Text passage:
────────────────────────────────────────
Member of Parliament
- Incumbent
- Assumed office 30 August 2020

Personal details
- Born: 5 August 1972 (age 53) Pristina, Serbia, Yugoslavia (now Kosovo)
- Party: UCG (2017–present) Demos (2015–2017)
- Children: 2
- Alma mater: University of Pristina
- Occupation: Doctor, politician

= Vladimir Dobričanin =

Montenegrin doctor and politician

Vladimir Dobričanin (Владимир Добричанин; born 5 August 1972) is a Montenegrin doctor and politician who is currently active as a teaching associate in General Surgery at the Medical Faculty of the University of Montenegro. He is a member of the presidency of the United Montenegro (UCG), a conservative political party and got elected to the Montenegrin Parliament in 2020, elected from the For the Future of Montenegro electoral list.

== Early life and career ==
Dobričanin was born on 5 August 1972 to a Kosovo Serb family in Pristina which at that time was part of the Socialist Federal Republic of Yugoslavia. He finished middle school and high school in Pristina and later graduated from the Medical Faculty of the University of Pristina in 1998 with an average grade of 8.58. After graduation, he was employed at the Surgical Clinic at the Clinical Hospital Center Pristina. He completed postgraduate studies in the field of surgical anatomy in Pristina. In 2006, he defended his Master's thesis entitled Obstructive jaundice - etiology and treatment at the Medical Faculty of the University of Pristina. In the same year, he completed a specialization in general surgery.

From 1999 to 2006, he was an assistant trainee at the Department of General Surgery, Faculty of Medicine, University of Pristina and from 2006 to 2007, Assistant Professor at the Department of General Surgery, Faculty of Medicine, University of Prishtina. From 2008 to 2015 he served as the Director of the Emergency Center at the Clinical Center of Montenegro. From 2015 to 2017 he was Medical Director of the Clinical Center of Montenegro. In 2014, he was the founder and first president of the Union of Medical Doctors of Montenegro and served as the president until 2015. Currently, he is a teaching associate in General Surgery at the Medical Faculty of the University of Montenegro.
────────────────────────────────────────
Dataset content:
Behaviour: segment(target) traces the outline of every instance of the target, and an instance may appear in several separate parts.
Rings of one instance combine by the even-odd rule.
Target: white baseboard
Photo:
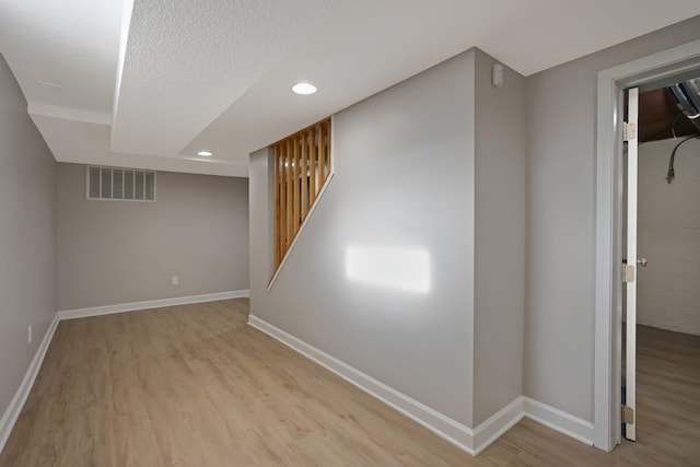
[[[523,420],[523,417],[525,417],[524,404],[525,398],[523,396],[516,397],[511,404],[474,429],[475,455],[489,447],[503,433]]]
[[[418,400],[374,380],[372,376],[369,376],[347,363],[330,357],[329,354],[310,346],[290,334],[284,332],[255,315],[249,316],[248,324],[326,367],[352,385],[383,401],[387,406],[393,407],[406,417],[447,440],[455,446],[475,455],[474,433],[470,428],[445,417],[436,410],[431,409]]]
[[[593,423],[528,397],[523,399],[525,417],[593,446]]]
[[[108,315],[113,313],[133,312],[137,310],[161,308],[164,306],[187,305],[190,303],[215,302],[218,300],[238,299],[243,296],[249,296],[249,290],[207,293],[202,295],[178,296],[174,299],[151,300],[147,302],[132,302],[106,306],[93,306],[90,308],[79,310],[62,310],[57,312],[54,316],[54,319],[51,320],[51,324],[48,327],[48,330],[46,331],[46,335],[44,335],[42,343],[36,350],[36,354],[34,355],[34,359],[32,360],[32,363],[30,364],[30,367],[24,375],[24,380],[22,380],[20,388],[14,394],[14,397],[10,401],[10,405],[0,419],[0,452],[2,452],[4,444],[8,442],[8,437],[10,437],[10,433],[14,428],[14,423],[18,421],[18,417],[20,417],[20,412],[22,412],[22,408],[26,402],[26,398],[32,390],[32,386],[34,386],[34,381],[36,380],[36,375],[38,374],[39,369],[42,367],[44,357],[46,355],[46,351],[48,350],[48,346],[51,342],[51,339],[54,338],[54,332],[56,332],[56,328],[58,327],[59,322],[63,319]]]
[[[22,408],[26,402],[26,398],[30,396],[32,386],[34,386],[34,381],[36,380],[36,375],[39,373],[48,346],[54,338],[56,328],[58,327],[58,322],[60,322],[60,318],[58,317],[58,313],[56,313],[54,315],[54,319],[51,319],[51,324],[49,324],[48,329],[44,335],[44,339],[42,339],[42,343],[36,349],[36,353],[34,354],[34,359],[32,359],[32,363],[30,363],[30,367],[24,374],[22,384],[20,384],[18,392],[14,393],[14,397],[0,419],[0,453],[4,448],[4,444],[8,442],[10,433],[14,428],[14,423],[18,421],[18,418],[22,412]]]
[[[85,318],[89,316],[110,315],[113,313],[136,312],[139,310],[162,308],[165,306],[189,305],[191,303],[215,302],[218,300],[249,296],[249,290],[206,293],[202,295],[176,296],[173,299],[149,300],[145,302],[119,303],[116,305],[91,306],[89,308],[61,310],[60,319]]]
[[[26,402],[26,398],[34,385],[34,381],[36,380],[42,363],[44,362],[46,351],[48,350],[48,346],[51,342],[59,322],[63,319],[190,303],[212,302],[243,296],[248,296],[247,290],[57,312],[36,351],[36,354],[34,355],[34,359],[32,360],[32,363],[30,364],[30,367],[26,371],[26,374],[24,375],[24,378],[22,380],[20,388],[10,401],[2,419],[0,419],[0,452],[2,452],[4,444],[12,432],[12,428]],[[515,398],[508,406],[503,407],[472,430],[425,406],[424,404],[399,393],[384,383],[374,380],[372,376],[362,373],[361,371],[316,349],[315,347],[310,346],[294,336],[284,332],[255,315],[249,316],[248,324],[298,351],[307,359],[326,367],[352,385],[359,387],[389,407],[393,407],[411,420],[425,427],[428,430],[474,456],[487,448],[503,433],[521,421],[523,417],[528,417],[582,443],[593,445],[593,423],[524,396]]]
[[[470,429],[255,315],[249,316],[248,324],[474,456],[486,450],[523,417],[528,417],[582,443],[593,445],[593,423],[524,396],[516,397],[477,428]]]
────────────────────────────────────────
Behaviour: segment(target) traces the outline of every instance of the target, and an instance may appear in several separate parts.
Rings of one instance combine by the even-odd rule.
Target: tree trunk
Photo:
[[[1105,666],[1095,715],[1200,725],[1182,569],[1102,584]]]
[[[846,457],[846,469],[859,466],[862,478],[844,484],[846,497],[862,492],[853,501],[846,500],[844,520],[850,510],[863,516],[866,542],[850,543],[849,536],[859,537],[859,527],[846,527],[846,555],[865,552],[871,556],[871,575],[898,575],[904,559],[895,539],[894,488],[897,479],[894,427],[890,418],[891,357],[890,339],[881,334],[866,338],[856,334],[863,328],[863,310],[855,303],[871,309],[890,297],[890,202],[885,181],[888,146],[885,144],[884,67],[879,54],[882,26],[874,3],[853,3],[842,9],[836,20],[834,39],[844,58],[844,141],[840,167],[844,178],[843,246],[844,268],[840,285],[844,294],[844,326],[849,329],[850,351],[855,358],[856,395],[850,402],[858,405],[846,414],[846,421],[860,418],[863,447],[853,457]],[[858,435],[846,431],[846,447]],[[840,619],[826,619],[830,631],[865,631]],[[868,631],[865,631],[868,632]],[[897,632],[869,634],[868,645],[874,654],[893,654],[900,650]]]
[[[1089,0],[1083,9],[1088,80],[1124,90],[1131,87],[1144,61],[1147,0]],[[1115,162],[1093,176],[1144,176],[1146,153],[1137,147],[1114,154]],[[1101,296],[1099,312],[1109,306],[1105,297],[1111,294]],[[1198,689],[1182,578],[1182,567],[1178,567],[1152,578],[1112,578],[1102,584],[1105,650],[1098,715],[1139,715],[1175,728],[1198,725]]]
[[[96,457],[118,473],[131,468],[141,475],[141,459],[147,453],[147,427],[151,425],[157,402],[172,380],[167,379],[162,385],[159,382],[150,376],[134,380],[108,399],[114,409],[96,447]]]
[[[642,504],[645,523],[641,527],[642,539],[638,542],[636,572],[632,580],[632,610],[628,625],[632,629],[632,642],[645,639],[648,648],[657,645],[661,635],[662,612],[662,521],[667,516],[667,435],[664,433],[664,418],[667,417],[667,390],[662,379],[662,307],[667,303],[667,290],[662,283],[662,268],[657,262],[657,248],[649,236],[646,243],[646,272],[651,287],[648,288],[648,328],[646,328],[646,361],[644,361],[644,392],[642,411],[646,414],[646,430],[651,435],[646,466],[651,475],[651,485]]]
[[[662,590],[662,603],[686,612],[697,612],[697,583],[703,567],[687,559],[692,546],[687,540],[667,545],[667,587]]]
────────────────────────────────────────
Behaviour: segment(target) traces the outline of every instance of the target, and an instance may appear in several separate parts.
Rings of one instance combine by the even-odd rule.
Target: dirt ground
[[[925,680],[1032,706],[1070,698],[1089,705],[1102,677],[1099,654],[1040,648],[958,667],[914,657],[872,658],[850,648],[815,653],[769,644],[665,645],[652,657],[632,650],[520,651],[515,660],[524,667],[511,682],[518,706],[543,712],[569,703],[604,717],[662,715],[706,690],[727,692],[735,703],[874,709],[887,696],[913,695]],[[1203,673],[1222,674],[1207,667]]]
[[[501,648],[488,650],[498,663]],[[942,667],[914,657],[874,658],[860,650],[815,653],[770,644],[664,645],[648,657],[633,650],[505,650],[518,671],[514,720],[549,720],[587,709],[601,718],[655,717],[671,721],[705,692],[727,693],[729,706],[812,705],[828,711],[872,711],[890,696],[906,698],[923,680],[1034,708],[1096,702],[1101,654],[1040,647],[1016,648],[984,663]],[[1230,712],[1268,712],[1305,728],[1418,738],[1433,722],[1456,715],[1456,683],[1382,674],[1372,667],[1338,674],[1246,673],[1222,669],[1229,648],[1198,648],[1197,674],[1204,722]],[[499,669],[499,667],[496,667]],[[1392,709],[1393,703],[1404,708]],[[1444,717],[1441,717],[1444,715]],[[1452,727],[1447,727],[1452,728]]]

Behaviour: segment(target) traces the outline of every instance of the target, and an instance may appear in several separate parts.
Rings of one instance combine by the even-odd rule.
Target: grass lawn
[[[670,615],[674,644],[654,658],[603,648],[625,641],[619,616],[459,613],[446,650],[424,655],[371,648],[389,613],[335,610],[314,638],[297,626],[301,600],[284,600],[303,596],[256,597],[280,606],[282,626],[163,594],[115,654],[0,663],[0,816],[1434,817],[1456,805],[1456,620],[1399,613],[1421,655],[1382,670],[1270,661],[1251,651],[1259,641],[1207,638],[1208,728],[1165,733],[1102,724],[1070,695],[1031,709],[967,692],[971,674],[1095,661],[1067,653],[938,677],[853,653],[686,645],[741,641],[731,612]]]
────────────────────────────────────────
Exercise 1:
Answer these questions using the biography of Vladimir Dobričanin:
(a) In what year did he graduate from the Medical Faculty of the University of Pristina?
(b) What was the title of the Master's thesis he defended in 2006?
(c) What organization did he found in 2014?
Exercise 2:
Carry on the biography of Vladimir Dobričanin from its last sentence.

Answer box 1:
(a) 1998
(b) Obstructive jaundice - etiology and treatment
(c) The Union of Medical Doctors of Montenegro

Answer box 2:
He requested resignations of the Minister of Health, Kenan Hrapović and other key people in the ministry after, what he claims, was a bad response to the COVID-19 pandemic in Montenegro. Dobričanin was a member of the Council for Civil Control of the Police, he resigned after the arrest of Bishop Joanikije, 7 priests of the Serbian Orthodox Church and the brutal beatings of the people in Pljevlja, but also in other cities of Montenegro, during the 2019-2020 clerical protests in Montenegro.

== Political career ==
Dobričanin was an influential member of DEMOS until 2017 when him and a conservative faction of DEMOS left the party and formed a new party called the United Montenegro. On 1 May 2019, the United Montenegro decided to sign an agreement with Socialist People's Party (SNP), Workers' Party (RP) and Independent parliamentary group to form a new catch-all political alliance under the name For the Benefit of All (Da svako ima).

Alliance eventually dissolved prior the parliamentary election in August 2020. In July 2020 United Montenegro, jointly with the Workers' Party and Independent group in the parliament (composed of former members of SNP and DEMOS parties), agreed to form a new cultural conservative political alliance under the name Popular Movement (NP), employing a more significant cultural and socially conservative discourse, supporting 2019-2020 clerical protests in Montenegro and Serbian Orthodox Church rights in Montenegro, continuing its activity within the joint electoral list with Democratic Front and the SNP. Popular Movement participated in the election in a coalition called For the Future of Montenegro.

Dobričanin received the seventh position on the combined electoral list and was elected to the Parliament after the coalition won 32.55% of popular vote and 27 seats in the parliament.